## WRITTEN EXERCISE
Copy the Golfshot passage verbatim, from "There are nine" up to and including "albeit imperfect, proxy.)".

## SOURCE EXCERPT
.....

The enhanced GPS permits more accurate shot lengths, locating where each shot was taken and calculating the distance between them, though on this day the focus was the driving range.
At Apple’s invitation, a select group of reporters tried out Golfshot’s new Swing ID On-Range experience. The app, which is developed by a core group of about 25 people within a larger company called Golf Genius, has been around since 2008, with Apple Watch features introduced in 2015.
The Apple Watch Ultra 2 and accompanying watchOS 10 both were released in September 2023, helping power Swing ID, which is the ability to track swing mechanics. Golfshot first offered that feature on courses where the number of non-putted shots can be about 40 or 50 for competitive players. The range was a scale problem, requiring a new data architecture and storage plan with ardent players logging 10 times as many practice shots.
I only took 34 shots recorded in the app — eight with a six-iron, nine with a driver and then 17 with a three-wood — but that was a sufficient sample to realize that, yes, I do swing with a wrist rotated too far open and, mercifully, the issue seems to be somewhat corrective for me. And I’ve been told I have the raw tools for golf, even if my technique remains barely molded clay.
There are nine key metrics generated on every swing by Golfshot. Some, like tempo and backswing arc, could be improved, but they don’t appear in critical red coloring in the app the way wrist path and wrist rotation do for me. (Of note, the Apple Watch is obviously affixed to my wrist, not the club face, but it’s a helpful, albeit imperfect, proxy.)

.....

[Location identification entries]
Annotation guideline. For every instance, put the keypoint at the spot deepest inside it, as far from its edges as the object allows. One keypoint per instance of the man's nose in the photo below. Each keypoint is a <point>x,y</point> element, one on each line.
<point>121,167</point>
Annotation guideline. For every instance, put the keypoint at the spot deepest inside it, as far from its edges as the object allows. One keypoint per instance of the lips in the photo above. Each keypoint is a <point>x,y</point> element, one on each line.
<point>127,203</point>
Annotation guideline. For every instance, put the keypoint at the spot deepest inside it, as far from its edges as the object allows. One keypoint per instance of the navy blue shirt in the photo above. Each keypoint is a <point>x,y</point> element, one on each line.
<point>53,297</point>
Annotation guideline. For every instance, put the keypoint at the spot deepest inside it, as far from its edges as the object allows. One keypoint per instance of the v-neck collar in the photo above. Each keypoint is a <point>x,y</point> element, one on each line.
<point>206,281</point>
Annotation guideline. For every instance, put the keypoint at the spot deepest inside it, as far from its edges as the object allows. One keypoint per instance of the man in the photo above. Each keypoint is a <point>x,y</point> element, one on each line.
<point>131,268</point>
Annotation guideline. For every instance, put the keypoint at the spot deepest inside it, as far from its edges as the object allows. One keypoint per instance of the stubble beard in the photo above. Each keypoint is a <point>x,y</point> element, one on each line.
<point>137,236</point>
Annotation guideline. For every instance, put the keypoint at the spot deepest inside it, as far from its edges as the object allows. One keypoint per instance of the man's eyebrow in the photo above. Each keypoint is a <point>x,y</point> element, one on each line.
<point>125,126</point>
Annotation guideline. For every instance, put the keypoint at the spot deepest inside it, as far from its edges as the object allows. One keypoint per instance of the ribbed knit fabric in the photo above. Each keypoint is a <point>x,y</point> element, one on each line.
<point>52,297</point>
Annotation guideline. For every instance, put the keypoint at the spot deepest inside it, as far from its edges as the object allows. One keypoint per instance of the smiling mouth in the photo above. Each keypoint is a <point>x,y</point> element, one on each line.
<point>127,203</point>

.....

## OUTPUT FOR THIS EXERCISE
There are nine key metrics generated on every swing by Golfshot. Some, like tempo and backswing arc, could be improved, but they don’t appear in critical red coloring in the app the way wrist path and wrist rotation do for me. (Of note, the Apple Watch is obviously affixed to my wrist, not the club face, but it’s a helpful, albeit imperfect, proxy.)